Scan the records for the string "could" and copy every line that holds it.

Dataset entries

%%

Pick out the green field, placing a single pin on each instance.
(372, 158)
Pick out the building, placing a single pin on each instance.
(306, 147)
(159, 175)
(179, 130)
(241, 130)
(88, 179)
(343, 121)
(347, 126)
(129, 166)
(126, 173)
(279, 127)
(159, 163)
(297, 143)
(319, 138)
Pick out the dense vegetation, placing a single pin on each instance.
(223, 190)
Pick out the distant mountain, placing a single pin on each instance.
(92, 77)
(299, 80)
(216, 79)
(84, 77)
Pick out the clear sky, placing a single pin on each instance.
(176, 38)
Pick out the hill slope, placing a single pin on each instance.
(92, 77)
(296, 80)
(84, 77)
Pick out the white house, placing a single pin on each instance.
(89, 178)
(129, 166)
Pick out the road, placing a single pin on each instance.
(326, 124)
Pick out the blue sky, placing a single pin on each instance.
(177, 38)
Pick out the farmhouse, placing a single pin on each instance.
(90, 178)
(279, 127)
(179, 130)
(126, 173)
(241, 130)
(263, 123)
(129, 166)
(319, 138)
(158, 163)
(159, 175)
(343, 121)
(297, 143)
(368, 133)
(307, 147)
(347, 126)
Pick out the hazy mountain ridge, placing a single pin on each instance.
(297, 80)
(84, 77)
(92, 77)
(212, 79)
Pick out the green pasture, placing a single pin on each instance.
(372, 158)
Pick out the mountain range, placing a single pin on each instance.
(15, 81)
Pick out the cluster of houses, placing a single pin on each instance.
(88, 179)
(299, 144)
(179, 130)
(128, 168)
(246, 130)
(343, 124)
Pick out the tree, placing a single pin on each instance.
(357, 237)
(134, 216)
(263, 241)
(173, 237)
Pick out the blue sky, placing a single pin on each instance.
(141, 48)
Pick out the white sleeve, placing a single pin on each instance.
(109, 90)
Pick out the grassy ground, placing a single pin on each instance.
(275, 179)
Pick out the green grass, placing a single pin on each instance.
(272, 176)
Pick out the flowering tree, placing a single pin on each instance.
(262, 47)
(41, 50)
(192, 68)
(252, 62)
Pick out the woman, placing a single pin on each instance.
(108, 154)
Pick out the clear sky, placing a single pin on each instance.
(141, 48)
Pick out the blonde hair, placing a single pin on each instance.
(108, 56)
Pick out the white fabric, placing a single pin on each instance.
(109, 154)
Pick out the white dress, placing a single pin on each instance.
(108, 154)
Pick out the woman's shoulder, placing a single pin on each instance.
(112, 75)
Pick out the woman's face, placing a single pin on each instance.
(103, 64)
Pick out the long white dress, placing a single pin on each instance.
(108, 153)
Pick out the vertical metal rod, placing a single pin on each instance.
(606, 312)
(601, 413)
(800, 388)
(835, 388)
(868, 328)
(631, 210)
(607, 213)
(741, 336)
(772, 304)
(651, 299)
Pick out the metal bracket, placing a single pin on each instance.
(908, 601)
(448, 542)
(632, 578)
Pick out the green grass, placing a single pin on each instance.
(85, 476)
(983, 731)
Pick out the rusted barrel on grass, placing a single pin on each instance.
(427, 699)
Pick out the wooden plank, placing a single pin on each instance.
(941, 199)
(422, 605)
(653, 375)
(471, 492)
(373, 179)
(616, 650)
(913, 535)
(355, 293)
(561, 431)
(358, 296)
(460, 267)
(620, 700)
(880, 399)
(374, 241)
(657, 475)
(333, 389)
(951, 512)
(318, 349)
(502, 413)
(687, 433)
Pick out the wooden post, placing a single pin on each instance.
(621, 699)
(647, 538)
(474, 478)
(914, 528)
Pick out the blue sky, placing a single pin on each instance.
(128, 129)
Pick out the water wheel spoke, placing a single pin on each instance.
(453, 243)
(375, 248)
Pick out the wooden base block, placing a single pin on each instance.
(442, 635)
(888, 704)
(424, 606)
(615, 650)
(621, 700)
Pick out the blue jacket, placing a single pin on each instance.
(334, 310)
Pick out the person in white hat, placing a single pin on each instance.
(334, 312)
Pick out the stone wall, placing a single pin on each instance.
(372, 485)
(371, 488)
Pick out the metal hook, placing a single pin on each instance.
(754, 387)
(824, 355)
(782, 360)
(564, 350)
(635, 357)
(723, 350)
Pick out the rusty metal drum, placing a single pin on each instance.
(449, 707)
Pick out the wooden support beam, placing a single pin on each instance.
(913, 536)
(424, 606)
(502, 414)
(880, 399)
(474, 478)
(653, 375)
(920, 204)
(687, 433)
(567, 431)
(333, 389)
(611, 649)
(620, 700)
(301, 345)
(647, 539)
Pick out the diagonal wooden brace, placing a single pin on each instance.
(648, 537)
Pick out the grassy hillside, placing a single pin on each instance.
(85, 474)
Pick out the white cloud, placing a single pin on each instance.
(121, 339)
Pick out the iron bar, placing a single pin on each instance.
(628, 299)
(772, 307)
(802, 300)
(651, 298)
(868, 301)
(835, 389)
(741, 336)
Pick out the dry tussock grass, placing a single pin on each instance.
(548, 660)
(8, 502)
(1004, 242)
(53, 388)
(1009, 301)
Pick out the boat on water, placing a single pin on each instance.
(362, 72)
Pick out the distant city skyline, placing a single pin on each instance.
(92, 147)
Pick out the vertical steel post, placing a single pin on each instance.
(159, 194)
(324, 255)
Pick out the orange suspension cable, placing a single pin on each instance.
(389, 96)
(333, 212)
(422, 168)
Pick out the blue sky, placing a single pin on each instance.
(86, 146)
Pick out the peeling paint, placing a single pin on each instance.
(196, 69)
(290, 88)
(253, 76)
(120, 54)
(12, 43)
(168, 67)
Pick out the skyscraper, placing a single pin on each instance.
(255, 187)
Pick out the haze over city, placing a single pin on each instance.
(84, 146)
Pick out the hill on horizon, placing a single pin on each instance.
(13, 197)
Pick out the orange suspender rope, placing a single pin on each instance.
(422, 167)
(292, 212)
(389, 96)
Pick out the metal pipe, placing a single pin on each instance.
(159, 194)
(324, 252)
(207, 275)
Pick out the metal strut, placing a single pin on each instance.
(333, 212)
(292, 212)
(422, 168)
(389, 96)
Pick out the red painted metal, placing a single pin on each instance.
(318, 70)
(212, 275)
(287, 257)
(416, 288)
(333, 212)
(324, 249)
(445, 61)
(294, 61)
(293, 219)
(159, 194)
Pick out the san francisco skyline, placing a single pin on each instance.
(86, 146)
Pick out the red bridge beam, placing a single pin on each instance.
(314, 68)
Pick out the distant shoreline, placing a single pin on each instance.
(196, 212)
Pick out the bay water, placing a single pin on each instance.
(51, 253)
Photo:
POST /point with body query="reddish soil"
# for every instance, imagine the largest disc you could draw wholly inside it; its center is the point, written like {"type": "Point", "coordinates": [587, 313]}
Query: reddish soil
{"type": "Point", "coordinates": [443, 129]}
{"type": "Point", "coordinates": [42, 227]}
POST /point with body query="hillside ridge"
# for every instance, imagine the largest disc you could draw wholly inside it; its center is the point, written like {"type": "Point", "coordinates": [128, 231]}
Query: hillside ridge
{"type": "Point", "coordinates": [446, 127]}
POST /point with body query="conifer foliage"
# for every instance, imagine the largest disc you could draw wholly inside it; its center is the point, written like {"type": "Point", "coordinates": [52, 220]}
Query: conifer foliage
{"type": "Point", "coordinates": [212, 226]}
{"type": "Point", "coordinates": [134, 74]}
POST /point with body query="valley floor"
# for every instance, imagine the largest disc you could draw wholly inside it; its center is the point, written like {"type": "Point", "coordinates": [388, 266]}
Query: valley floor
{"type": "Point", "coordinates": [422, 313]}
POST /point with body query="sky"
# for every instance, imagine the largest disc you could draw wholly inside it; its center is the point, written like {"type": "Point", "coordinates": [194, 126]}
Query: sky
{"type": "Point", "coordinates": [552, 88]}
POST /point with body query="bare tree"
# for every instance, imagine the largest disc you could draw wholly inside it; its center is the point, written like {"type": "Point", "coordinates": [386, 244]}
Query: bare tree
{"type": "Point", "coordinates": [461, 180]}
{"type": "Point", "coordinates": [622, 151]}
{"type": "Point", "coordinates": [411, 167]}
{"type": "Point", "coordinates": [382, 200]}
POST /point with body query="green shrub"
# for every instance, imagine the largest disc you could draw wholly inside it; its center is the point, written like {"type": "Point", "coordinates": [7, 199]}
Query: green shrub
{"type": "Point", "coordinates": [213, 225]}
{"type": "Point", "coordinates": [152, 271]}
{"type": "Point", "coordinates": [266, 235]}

%%

_Exercise response_
# for every instance, imagine the largest disc you could draw wholly inside it; its center is the point, written like {"type": "Point", "coordinates": [587, 313]}
# for every instance, imagine the largest disc you could draw wholly inside it; its center is the point, written like {"type": "Point", "coordinates": [128, 231]}
# for every instance, imagine the largest disc you could draw wholly inside it; its center is the point, written like {"type": "Point", "coordinates": [52, 220]}
# for every instance, imagine the largest disc you could draw wholly inside it; its center is the point, written like {"type": "Point", "coordinates": [388, 266]}
# for every instance, imagine the largest disc you could draw wholly inside it; its center is the point, written like {"type": "Point", "coordinates": [194, 126]}
# for every instance, imagine the largest disc you could draw wholly inside it; its center is the point, written like {"type": "Point", "coordinates": [386, 244]}
# for every instance, imagine the largest disc you could draw wholly inside it; its center is the point, written like {"type": "Point", "coordinates": [7, 199]}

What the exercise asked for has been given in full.